:: What you have to do ::
Lay out each line of the rows below as a JSON list of strings, one string per line, with blank lines and the pictures left out.

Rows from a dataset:
- - - -

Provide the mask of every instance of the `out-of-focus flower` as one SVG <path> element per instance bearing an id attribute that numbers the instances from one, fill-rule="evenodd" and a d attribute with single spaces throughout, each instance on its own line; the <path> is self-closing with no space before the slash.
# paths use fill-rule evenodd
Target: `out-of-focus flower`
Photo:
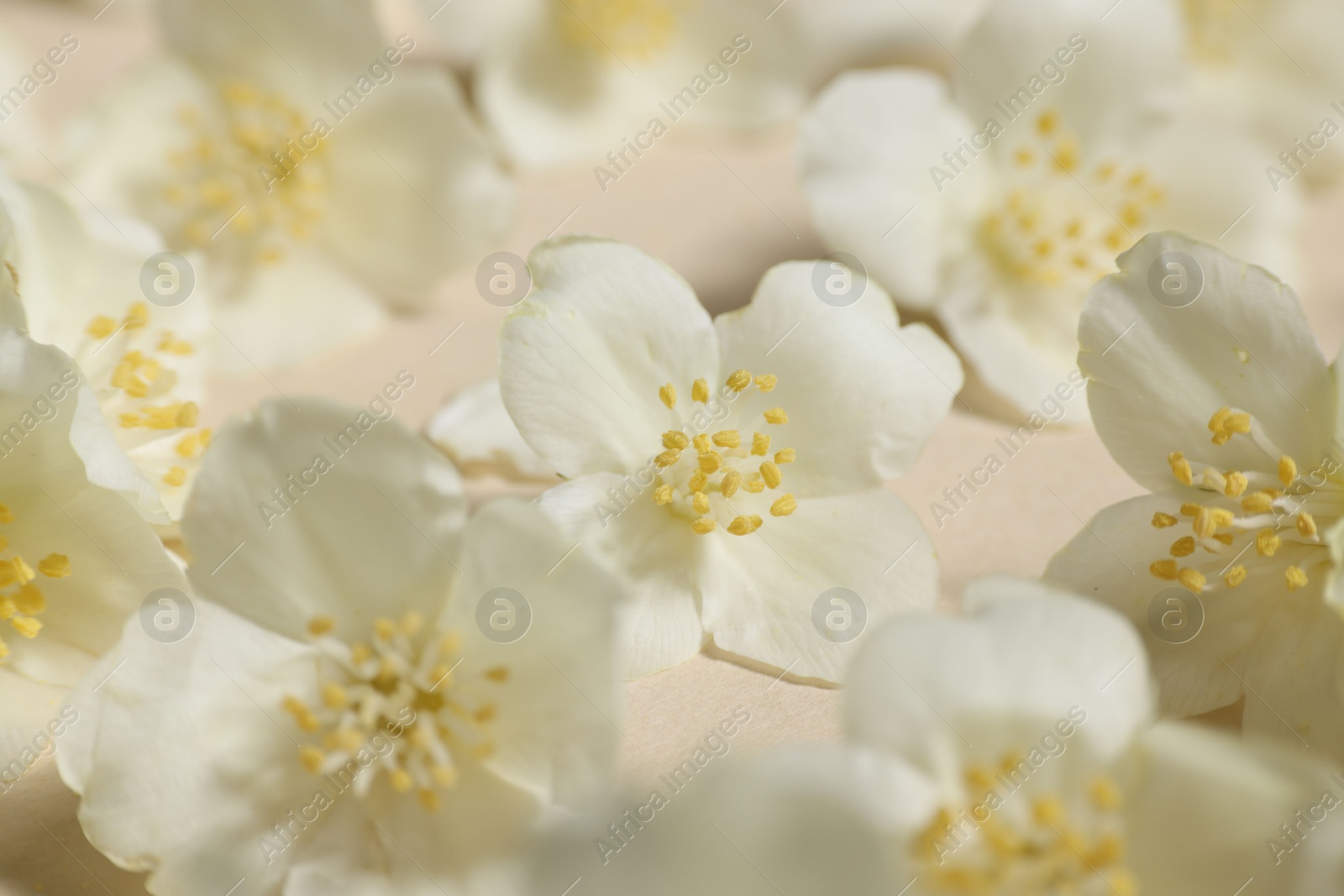
<path id="1" fill-rule="evenodd" d="M 771 269 L 711 320 L 644 253 L 594 238 L 532 251 L 532 294 L 500 336 L 504 406 L 570 480 L 540 504 L 632 580 L 621 670 L 712 643 L 839 681 L 852 641 L 823 637 L 831 588 L 867 621 L 937 599 L 918 517 L 883 488 L 946 415 L 961 367 L 876 286 L 818 298 L 812 262 Z M 857 611 L 857 610 L 856 610 Z"/>
<path id="2" fill-rule="evenodd" d="M 1331 0 L 1180 0 L 1199 102 L 1263 137 L 1262 187 L 1344 169 L 1344 7 Z"/>
<path id="3" fill-rule="evenodd" d="M 1339 363 L 1265 270 L 1175 234 L 1120 262 L 1078 363 L 1098 434 L 1153 494 L 1097 514 L 1046 576 L 1134 621 L 1165 713 L 1245 696 L 1246 728 L 1344 759 Z M 1171 262 L 1184 308 L 1156 298 Z"/>
<path id="4" fill-rule="evenodd" d="M 203 296 L 175 308 L 145 301 L 141 267 L 161 249 L 136 222 L 83 215 L 46 187 L 0 176 L 0 257 L 26 317 L 16 325 L 79 365 L 117 442 L 153 484 L 141 512 L 167 524 L 181 519 L 210 443 L 199 407 L 214 333 Z"/>
<path id="5" fill-rule="evenodd" d="M 399 423 L 277 400 L 223 426 L 183 520 L 194 630 L 128 625 L 74 695 L 90 842 L 167 896 L 458 892 L 603 786 L 614 580 L 535 508 L 464 510 Z"/>
<path id="6" fill-rule="evenodd" d="M 362 0 L 164 0 L 171 52 L 74 137 L 70 175 L 176 251 L 204 255 L 211 316 L 253 363 L 422 305 L 512 216 L 512 185 L 456 83 L 383 46 Z"/>
<path id="7" fill-rule="evenodd" d="M 1036 407 L 1073 371 L 1087 289 L 1144 232 L 1222 236 L 1279 270 L 1296 258 L 1296 193 L 1267 191 L 1263 148 L 1181 110 L 1179 34 L 1165 0 L 1102 24 L 1083 0 L 1000 0 L 950 85 L 841 75 L 798 137 L 818 231 L 898 304 L 931 309 L 995 392 Z"/>
<path id="8" fill-rule="evenodd" d="M 621 173 L 607 152 L 632 164 L 692 109 L 696 126 L 755 130 L 790 120 L 847 64 L 939 59 L 930 35 L 954 40 L 981 0 L 907 9 L 870 0 L 419 5 L 450 59 L 474 59 L 478 105 L 513 159 Z"/>
<path id="9" fill-rule="evenodd" d="M 0 309 L 5 320 L 19 313 L 3 269 Z M 78 365 L 9 325 L 0 359 L 0 756 L 9 762 L 141 600 L 184 582 L 132 504 L 142 480 Z"/>
<path id="10" fill-rule="evenodd" d="M 1324 763 L 1150 724 L 1142 643 L 1110 610 L 1009 579 L 976 583 L 964 603 L 969 618 L 903 617 L 874 634 L 849 676 L 848 744 L 696 780 L 649 830 L 626 823 L 601 868 L 558 840 L 530 892 L 581 872 L 598 896 L 1337 889 L 1341 822 L 1327 813 L 1340 786 Z M 1306 813 L 1310 830 L 1289 838 Z"/>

- - - -

:: Expected output ::
[
  "Provide the mask of every instance of the `out-of-focus flower` as one SVG <path> element per instance bearing an id attribute that numbers the instances from one, fill-rule=\"evenodd\" and a d attribute with single spaces throughout, each instance on its own line; the <path> is self-closing with no space before the slash.",
  "# paths use fill-rule evenodd",
  "Target: `out-of-focus flower`",
  "Photo:",
  "<path id=\"1\" fill-rule=\"evenodd\" d=\"M 771 269 L 711 320 L 644 253 L 594 238 L 532 251 L 532 294 L 500 336 L 504 406 L 570 480 L 540 504 L 632 580 L 621 670 L 712 643 L 839 681 L 852 641 L 823 637 L 831 588 L 867 621 L 937 599 L 918 517 L 883 488 L 946 415 L 961 367 L 876 286 L 818 298 L 812 262 Z M 857 611 L 857 610 L 856 610 Z\"/>",
  "<path id=\"2\" fill-rule=\"evenodd\" d=\"M 1331 0 L 1180 0 L 1199 102 L 1263 137 L 1262 187 L 1344 169 L 1344 7 Z\"/>",
  "<path id=\"3\" fill-rule=\"evenodd\" d=\"M 1339 363 L 1265 270 L 1175 234 L 1120 262 L 1078 363 L 1098 434 L 1153 494 L 1097 514 L 1046 576 L 1134 621 L 1165 713 L 1245 696 L 1246 728 L 1344 759 Z M 1171 262 L 1184 308 L 1156 298 Z\"/>",
  "<path id=\"4\" fill-rule=\"evenodd\" d=\"M 203 296 L 175 308 L 145 301 L 141 267 L 161 249 L 136 222 L 83 215 L 46 187 L 0 176 L 0 257 L 26 317 L 16 325 L 79 365 L 117 442 L 153 484 L 141 512 L 167 524 L 181 519 L 210 443 L 199 407 L 214 333 Z\"/>",
  "<path id=\"5\" fill-rule=\"evenodd\" d=\"M 399 423 L 277 400 L 223 426 L 183 520 L 194 630 L 128 625 L 74 695 L 90 842 L 167 896 L 458 892 L 603 786 L 614 580 L 535 508 L 464 510 Z\"/>",
  "<path id=\"6\" fill-rule=\"evenodd\" d=\"M 362 0 L 164 0 L 171 52 L 74 137 L 70 175 L 176 251 L 204 255 L 211 316 L 253 363 L 422 305 L 512 216 L 512 185 L 456 83 L 383 46 Z\"/>",
  "<path id=\"7\" fill-rule=\"evenodd\" d=\"M 1036 407 L 1073 371 L 1087 289 L 1144 232 L 1222 236 L 1279 270 L 1296 258 L 1296 193 L 1267 191 L 1263 148 L 1181 110 L 1179 34 L 1165 0 L 1102 24 L 1083 0 L 1000 0 L 950 85 L 841 75 L 798 137 L 818 231 L 898 304 L 931 309 L 995 392 Z\"/>",
  "<path id=\"8\" fill-rule=\"evenodd\" d=\"M 621 173 L 607 152 L 632 164 L 692 109 L 696 126 L 755 130 L 790 120 L 847 64 L 939 59 L 930 35 L 954 40 L 981 0 L 907 9 L 870 0 L 419 5 L 450 59 L 474 59 L 478 105 L 513 159 Z\"/>",
  "<path id=\"9\" fill-rule=\"evenodd\" d=\"M 0 309 L 5 320 L 19 313 L 3 269 Z M 78 365 L 9 325 L 0 359 L 0 756 L 9 762 L 141 600 L 184 582 L 132 504 L 142 480 Z\"/>",
  "<path id=\"10\" fill-rule=\"evenodd\" d=\"M 1324 763 L 1150 724 L 1142 643 L 1110 610 L 1009 579 L 976 583 L 964 603 L 969 618 L 903 617 L 874 634 L 849 676 L 848 744 L 696 780 L 649 830 L 626 823 L 601 868 L 558 840 L 530 892 L 581 872 L 598 896 L 1337 889 L 1341 822 L 1327 813 L 1340 786 Z M 1306 813 L 1310 830 L 1289 838 Z\"/>"
]